*Brief*
In the records below, repeat verbatim every line from the one containing "Locate the round eyeglasses" through the end of the records, including both.

━━━ Provided information ━━━

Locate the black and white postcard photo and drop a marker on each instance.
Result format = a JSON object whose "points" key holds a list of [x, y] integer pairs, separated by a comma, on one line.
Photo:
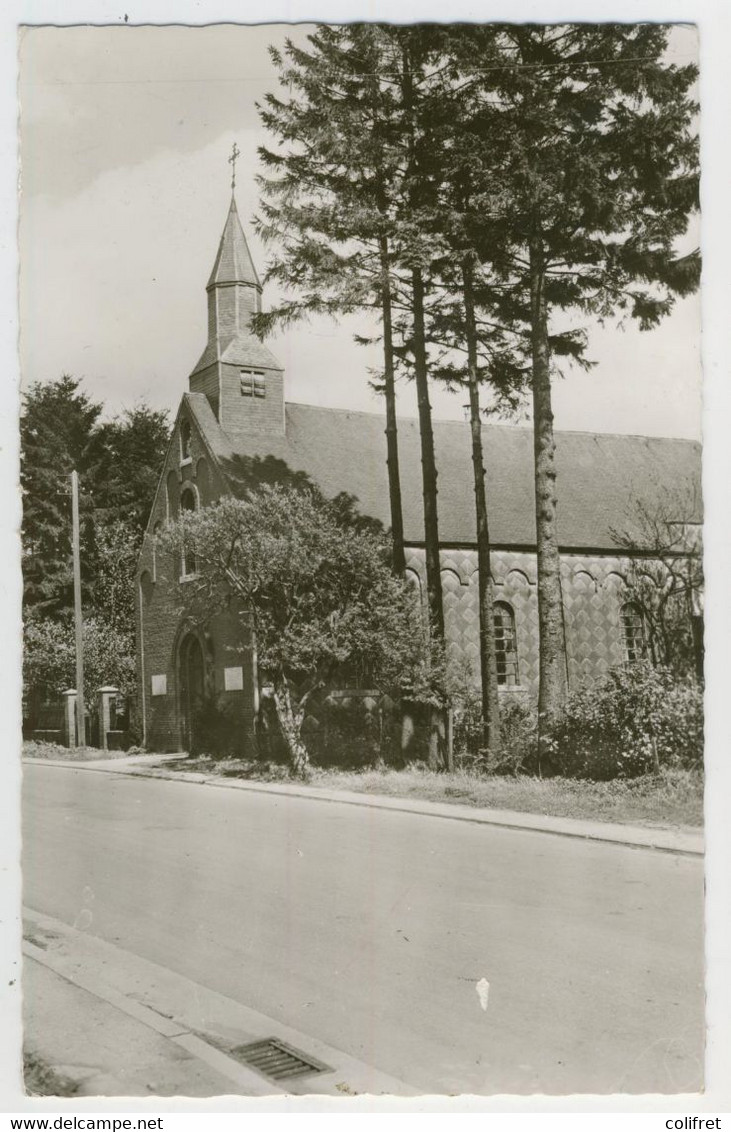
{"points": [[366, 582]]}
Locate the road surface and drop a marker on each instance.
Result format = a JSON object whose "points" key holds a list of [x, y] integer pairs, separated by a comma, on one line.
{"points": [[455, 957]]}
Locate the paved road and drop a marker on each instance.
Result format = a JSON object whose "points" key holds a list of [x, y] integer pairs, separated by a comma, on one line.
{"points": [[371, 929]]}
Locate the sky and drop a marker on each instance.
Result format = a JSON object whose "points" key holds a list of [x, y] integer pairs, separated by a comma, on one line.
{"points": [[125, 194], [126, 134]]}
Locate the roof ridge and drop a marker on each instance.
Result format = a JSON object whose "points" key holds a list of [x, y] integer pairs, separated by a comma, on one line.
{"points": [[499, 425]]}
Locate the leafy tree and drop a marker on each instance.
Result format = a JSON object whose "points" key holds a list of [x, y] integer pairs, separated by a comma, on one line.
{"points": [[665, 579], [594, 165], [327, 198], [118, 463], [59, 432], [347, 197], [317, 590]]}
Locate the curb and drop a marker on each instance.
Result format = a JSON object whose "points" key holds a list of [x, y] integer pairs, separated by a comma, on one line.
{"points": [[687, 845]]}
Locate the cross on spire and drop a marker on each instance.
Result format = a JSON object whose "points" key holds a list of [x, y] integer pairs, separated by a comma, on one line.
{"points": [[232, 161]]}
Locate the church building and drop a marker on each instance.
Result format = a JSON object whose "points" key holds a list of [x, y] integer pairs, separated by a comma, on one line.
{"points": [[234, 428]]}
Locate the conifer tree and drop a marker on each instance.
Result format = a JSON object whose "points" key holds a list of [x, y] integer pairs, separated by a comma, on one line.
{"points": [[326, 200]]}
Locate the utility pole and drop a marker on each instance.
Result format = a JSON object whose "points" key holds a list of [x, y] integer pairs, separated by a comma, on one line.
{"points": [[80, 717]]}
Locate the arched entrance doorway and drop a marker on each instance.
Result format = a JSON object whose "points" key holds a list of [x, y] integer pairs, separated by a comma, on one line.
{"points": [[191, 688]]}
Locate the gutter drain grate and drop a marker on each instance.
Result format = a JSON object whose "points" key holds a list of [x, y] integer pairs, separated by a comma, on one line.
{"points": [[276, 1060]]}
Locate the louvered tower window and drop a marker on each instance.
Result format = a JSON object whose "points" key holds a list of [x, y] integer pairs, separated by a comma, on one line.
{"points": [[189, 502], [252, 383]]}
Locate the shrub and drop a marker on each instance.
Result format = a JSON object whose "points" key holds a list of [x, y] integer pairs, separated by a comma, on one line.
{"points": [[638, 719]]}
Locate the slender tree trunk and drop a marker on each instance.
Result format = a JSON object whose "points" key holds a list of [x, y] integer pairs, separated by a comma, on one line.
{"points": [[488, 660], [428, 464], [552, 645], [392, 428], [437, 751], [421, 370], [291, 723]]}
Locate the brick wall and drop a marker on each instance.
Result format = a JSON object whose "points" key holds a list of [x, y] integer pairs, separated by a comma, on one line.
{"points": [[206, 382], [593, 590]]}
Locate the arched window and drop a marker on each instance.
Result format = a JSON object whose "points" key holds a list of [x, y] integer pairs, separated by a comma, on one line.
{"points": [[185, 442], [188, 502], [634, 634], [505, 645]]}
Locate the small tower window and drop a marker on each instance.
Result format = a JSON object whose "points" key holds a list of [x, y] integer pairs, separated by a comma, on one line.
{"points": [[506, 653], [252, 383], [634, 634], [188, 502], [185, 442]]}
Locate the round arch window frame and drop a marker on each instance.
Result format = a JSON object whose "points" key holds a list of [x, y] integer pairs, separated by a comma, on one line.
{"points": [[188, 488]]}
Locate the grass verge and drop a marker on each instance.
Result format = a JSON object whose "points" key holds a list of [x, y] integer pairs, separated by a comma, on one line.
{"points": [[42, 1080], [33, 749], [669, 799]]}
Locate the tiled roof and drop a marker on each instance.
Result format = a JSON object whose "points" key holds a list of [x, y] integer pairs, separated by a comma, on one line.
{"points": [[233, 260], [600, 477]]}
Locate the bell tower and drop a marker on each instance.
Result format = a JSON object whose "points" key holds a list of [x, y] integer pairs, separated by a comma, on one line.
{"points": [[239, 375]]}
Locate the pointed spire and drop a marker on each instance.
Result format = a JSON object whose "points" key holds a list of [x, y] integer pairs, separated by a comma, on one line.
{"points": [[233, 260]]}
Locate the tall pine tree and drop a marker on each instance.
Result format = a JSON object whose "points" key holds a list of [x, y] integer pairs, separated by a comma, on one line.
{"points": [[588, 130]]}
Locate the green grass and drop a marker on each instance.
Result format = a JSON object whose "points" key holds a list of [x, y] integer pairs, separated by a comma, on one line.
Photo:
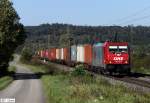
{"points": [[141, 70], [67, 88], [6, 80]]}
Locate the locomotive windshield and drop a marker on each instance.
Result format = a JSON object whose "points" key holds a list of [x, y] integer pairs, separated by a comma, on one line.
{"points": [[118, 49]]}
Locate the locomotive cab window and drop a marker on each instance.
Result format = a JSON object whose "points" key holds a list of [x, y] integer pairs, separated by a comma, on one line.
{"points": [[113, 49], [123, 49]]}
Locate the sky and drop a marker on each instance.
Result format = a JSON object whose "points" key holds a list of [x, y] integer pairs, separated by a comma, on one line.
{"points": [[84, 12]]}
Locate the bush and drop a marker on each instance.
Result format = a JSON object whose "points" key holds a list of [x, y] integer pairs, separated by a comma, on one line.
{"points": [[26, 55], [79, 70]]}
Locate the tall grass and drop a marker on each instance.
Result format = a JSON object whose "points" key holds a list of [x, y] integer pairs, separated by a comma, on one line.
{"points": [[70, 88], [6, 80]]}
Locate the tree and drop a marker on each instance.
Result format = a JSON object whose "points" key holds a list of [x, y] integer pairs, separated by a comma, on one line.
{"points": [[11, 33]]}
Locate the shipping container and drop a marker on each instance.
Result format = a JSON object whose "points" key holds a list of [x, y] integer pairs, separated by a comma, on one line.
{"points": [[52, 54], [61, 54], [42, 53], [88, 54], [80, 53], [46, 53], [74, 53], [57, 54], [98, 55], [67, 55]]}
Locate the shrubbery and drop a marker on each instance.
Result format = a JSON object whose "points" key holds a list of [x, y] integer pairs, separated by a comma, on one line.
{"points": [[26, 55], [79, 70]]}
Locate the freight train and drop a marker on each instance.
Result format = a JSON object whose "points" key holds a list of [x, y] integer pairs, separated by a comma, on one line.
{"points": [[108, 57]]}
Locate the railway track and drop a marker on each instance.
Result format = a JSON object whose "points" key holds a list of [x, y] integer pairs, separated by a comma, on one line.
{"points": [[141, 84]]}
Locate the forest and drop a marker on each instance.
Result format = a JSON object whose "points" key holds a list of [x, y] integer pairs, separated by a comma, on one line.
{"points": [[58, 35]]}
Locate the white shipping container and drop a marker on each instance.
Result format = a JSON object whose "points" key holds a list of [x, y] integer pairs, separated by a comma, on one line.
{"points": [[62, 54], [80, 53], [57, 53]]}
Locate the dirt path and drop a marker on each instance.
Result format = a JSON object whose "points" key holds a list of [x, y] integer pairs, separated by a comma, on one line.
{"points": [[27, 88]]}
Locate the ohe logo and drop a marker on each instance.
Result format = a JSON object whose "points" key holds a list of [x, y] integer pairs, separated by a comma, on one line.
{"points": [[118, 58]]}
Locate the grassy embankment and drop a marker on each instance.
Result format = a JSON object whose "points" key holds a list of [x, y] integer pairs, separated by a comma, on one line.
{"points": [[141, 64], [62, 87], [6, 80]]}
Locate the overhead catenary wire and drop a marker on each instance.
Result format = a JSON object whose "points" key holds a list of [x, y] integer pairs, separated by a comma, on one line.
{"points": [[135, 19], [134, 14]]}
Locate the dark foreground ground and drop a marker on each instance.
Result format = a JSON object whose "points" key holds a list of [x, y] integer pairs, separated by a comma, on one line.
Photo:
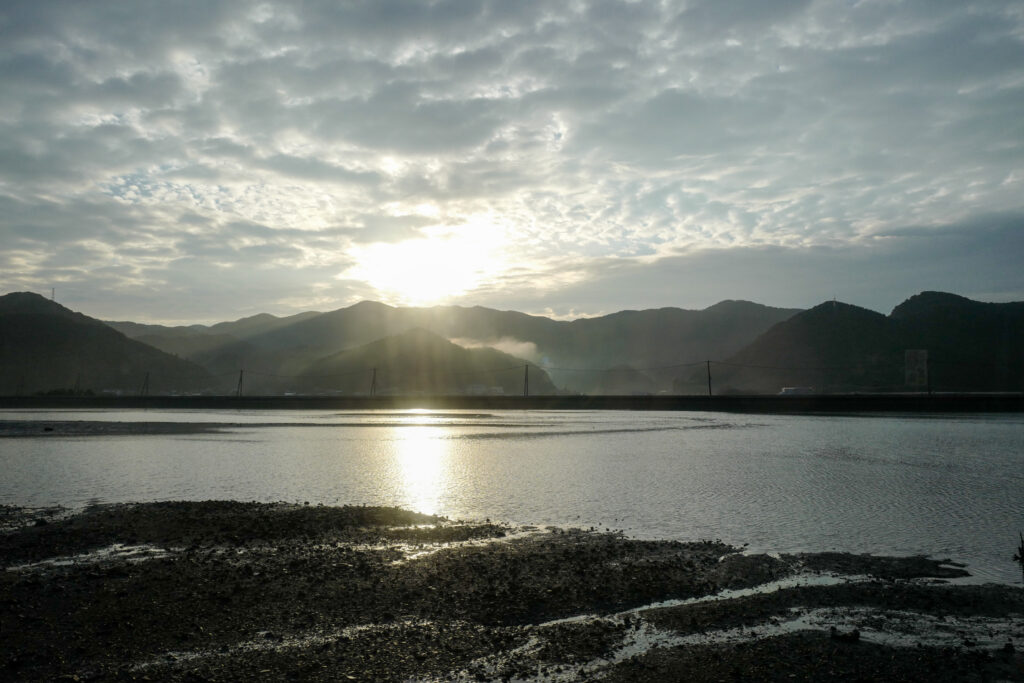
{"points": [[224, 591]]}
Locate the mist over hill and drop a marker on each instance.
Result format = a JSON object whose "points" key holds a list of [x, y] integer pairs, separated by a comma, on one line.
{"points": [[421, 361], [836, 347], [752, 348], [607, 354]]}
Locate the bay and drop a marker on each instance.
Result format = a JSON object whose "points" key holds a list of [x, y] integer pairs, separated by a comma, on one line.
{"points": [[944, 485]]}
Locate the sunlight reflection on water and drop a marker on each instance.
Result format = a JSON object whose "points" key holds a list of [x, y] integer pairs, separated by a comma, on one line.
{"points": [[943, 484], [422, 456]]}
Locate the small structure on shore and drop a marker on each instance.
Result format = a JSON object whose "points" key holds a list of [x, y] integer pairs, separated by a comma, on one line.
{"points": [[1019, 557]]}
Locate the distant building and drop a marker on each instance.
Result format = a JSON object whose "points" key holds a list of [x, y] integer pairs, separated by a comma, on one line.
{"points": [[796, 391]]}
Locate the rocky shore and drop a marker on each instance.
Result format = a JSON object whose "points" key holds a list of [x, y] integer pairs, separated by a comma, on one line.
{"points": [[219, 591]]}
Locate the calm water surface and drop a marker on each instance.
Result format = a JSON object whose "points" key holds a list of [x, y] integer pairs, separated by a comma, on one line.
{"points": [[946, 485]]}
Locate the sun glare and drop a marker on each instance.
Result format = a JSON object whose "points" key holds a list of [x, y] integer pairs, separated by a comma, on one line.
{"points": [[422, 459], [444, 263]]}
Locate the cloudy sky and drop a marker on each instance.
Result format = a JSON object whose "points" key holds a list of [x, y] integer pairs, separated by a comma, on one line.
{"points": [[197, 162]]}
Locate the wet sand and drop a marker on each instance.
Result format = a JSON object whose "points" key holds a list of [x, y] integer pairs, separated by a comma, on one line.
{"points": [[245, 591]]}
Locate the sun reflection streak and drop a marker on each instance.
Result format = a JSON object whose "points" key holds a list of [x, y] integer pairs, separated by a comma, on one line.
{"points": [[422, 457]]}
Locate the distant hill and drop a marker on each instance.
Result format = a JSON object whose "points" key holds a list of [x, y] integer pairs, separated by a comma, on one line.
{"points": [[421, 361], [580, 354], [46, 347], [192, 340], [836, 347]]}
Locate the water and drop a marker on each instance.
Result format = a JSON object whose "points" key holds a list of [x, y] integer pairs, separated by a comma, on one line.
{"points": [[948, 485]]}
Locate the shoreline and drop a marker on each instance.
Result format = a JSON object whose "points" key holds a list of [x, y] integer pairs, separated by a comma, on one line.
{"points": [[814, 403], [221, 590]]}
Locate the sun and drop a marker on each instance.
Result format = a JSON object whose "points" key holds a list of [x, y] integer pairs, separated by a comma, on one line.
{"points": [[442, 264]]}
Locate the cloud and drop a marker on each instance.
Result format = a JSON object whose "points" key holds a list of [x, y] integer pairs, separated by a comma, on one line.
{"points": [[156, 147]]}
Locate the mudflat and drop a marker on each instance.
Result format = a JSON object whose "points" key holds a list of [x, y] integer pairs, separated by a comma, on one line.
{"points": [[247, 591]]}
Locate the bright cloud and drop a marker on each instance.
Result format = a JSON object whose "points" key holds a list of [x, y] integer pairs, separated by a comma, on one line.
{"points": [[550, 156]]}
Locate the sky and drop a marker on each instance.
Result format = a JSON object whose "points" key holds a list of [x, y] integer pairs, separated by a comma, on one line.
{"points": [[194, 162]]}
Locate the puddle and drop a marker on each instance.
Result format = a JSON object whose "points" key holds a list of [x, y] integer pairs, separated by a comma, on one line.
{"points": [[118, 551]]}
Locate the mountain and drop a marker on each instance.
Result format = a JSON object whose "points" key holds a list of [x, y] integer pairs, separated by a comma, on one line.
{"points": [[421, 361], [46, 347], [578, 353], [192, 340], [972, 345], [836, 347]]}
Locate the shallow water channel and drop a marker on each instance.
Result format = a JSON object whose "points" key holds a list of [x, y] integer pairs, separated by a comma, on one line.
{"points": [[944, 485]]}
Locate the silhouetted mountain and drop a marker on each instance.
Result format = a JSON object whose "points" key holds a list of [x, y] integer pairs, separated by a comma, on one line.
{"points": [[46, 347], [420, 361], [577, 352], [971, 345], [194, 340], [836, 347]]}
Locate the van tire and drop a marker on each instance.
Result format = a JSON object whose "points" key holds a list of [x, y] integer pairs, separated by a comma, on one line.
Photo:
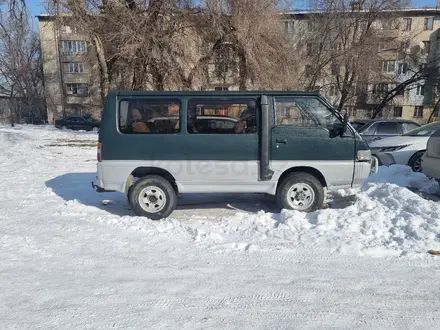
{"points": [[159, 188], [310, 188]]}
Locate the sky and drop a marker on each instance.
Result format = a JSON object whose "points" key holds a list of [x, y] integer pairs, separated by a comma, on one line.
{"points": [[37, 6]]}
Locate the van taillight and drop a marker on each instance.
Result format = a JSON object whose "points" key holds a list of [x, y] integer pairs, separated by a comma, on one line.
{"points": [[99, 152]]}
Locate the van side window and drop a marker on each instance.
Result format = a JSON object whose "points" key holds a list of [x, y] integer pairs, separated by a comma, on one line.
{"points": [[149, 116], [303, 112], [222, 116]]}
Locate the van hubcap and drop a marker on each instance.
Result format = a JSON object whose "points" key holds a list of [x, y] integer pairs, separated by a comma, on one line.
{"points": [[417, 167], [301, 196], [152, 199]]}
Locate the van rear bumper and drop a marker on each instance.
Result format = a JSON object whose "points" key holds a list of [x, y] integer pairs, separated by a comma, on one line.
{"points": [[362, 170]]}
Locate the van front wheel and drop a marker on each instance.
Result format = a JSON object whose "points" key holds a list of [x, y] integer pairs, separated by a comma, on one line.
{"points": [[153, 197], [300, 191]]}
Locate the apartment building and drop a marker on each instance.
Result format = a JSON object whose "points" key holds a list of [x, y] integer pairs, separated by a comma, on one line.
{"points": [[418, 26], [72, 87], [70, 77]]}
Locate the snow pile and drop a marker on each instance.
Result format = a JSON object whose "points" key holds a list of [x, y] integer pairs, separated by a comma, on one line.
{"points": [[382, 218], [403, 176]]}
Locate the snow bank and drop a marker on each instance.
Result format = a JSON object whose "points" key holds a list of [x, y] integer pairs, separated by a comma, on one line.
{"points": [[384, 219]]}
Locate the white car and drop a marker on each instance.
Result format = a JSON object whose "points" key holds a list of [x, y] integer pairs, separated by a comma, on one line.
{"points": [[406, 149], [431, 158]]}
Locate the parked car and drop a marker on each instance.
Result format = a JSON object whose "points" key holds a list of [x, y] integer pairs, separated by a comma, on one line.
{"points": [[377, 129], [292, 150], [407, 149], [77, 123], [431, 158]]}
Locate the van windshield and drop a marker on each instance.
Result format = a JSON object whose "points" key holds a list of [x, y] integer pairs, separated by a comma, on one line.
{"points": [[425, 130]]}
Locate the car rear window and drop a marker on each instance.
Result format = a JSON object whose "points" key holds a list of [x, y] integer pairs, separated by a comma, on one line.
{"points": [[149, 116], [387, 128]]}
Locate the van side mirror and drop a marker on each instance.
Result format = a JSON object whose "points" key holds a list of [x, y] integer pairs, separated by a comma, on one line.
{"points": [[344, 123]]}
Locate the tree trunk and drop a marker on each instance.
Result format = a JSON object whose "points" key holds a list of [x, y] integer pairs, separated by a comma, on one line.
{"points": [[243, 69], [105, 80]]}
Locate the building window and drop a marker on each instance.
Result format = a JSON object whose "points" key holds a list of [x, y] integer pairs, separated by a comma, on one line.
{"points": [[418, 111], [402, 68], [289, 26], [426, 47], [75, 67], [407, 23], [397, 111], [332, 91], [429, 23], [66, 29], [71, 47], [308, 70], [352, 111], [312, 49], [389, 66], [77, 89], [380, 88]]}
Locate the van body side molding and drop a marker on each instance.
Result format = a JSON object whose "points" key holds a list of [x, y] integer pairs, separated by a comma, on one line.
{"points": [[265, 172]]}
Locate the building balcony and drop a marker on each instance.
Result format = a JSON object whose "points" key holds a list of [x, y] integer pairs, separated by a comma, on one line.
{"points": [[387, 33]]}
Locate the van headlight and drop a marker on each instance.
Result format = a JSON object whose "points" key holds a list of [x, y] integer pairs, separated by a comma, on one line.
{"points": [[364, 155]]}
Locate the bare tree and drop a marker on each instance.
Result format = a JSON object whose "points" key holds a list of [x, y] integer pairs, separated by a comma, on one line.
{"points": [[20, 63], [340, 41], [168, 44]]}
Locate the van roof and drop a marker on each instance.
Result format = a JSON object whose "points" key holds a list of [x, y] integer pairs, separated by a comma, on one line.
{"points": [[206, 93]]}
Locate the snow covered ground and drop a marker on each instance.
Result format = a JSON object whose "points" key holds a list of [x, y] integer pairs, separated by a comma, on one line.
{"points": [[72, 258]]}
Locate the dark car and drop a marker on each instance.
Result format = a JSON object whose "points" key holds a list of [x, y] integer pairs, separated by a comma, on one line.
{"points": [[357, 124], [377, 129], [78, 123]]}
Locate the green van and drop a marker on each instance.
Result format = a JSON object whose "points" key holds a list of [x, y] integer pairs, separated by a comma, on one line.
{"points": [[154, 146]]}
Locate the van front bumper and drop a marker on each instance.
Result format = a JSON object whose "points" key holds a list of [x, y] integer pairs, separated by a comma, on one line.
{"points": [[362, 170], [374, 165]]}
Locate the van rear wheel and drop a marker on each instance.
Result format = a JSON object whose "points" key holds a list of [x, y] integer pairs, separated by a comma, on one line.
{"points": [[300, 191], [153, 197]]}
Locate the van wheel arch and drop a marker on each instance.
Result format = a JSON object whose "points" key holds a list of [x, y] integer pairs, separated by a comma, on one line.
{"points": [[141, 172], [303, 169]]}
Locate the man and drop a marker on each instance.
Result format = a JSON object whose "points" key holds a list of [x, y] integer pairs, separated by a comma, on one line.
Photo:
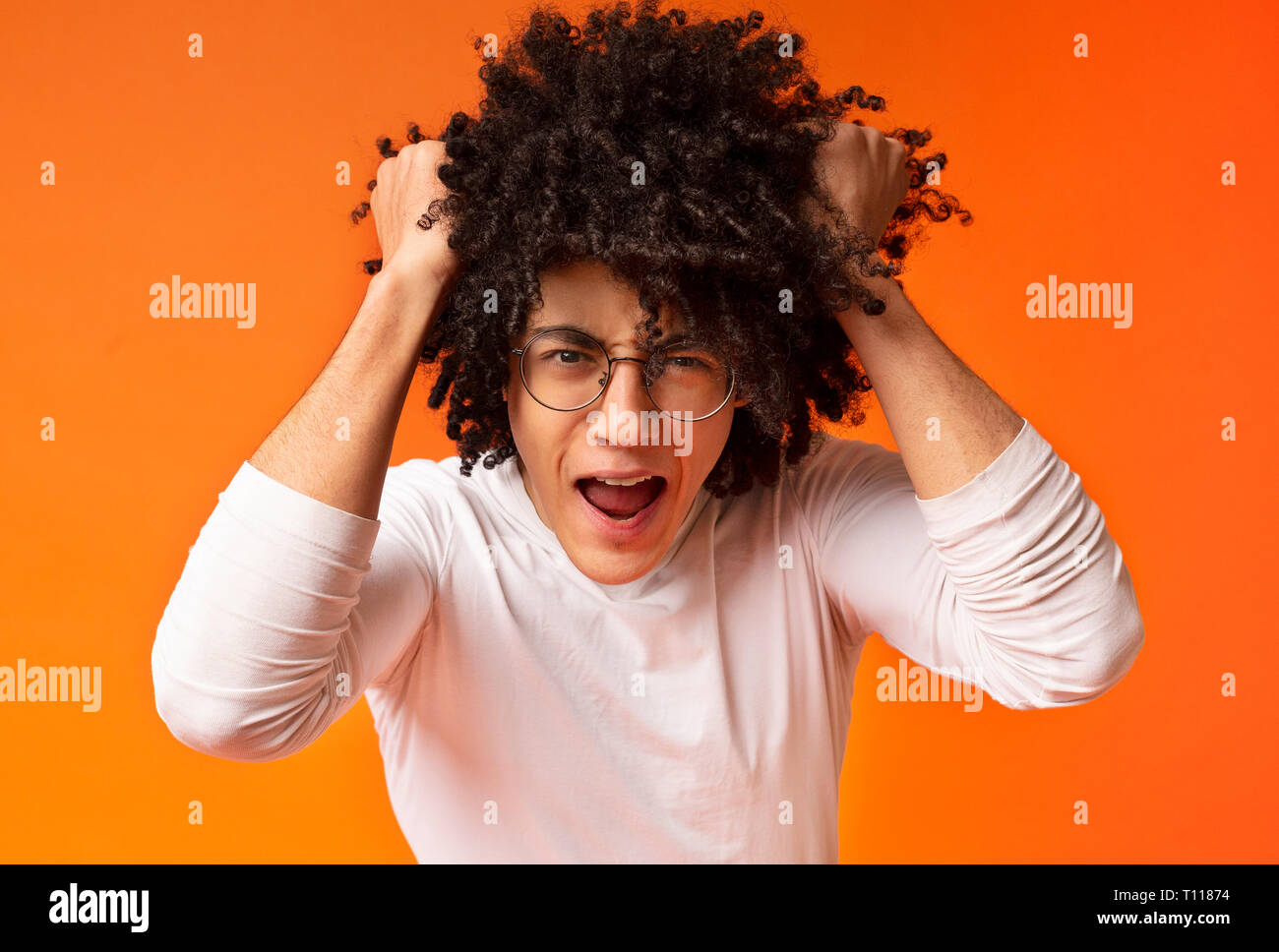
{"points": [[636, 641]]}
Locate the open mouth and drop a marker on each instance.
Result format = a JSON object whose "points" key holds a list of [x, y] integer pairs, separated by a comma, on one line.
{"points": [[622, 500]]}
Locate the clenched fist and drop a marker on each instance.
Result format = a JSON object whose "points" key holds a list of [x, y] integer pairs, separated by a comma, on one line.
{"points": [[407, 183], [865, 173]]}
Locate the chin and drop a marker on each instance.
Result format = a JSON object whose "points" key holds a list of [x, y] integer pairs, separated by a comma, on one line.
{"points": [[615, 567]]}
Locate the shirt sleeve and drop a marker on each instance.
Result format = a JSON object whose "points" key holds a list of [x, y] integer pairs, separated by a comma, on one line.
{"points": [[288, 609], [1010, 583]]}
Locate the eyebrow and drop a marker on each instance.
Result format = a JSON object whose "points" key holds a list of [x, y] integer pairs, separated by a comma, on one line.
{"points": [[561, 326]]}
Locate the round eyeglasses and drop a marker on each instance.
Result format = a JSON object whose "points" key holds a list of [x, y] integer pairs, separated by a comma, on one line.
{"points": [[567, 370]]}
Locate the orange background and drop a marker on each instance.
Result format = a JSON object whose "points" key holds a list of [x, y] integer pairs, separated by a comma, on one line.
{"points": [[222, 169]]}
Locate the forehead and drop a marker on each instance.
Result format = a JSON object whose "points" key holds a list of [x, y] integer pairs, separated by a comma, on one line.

━━━

*Result for this task*
Locate the round eyeglasses and drop a marker on each instance.
Result format = a JSON object whose "points" key holds a list of [x, y] integer pairs, separated by a comma, on one line.
{"points": [[567, 370]]}
Locate the orange background and drop a marker on each instance.
Result format = a JSON object whose "points" key holds a list of [x, y] integer pairs, separated by a comma, on one line.
{"points": [[222, 169]]}
Locate the forehead and drop a marker on each instance.
Result format = a JSON object whose "points" key holds a list of [x, y] integer pairs, separated by a comma, on one line.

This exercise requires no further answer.